→ PROBLEM DESCRIPTION
I would like each line of the data that holds the word "globe" copied out.

→ Referring expression pointing data
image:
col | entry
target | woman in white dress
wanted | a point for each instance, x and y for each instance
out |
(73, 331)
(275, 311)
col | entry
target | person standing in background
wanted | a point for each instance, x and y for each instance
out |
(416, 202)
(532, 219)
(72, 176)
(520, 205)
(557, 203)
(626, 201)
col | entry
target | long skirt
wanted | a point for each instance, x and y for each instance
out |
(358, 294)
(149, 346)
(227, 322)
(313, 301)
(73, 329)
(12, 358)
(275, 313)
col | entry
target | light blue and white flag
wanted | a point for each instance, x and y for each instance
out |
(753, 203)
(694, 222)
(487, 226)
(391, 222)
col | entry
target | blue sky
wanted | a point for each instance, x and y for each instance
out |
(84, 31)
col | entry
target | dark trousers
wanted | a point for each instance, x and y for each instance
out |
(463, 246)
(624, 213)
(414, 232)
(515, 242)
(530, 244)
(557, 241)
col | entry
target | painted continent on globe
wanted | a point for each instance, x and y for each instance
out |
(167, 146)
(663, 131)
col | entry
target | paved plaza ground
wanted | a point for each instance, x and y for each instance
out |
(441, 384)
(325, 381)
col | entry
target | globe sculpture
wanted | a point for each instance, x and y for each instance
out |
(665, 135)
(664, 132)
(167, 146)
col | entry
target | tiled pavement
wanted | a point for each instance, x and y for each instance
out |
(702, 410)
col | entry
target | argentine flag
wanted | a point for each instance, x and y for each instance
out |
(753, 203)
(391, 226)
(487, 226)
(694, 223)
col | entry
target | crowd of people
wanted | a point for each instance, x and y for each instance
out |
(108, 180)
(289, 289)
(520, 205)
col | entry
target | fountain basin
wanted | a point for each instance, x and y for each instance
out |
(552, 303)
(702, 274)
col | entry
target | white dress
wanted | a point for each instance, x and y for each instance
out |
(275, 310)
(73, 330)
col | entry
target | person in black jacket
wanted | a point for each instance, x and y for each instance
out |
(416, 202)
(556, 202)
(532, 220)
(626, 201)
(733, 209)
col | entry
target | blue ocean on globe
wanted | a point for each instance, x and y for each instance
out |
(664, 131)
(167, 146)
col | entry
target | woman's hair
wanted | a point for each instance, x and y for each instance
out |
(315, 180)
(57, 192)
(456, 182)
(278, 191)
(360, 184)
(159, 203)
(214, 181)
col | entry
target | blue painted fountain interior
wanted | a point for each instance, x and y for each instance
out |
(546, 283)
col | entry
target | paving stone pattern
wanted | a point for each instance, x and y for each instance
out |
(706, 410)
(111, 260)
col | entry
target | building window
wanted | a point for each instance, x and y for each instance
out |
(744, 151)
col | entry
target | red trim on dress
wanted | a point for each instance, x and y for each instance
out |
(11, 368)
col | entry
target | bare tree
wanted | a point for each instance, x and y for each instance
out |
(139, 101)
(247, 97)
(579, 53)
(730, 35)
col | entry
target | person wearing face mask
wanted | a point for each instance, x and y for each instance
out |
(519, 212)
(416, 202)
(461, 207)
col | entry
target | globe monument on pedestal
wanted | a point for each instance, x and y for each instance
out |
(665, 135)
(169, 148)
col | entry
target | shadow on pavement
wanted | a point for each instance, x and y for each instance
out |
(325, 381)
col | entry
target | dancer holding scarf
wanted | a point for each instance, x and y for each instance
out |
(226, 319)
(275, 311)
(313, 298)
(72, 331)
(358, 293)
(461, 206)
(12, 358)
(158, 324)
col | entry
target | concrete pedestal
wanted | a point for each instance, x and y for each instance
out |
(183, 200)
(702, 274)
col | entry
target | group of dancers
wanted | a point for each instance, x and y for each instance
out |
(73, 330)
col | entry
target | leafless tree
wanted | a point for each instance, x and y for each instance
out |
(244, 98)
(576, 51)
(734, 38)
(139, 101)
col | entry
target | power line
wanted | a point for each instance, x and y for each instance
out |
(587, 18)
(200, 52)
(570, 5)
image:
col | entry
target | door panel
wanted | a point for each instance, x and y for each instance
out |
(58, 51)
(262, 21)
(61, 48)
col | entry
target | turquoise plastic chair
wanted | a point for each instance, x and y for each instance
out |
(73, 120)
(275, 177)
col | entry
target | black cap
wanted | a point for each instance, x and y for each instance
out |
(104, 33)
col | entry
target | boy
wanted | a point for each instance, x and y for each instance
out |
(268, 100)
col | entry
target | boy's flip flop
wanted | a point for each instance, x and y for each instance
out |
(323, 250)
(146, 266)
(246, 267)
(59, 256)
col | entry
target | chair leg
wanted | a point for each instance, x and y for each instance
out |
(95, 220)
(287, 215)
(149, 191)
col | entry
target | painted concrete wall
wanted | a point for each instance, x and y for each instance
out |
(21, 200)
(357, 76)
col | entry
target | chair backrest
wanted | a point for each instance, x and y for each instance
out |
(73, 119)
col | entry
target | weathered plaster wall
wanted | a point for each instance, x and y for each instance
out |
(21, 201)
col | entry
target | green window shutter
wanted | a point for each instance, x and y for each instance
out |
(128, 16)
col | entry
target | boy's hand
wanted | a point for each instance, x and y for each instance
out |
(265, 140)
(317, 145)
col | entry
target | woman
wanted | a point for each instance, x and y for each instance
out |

→ RESULT OF THIS TASK
target | painted continent on globe
target | globe sculpture
target | blue ocean on globe
target | globe monument on pedestal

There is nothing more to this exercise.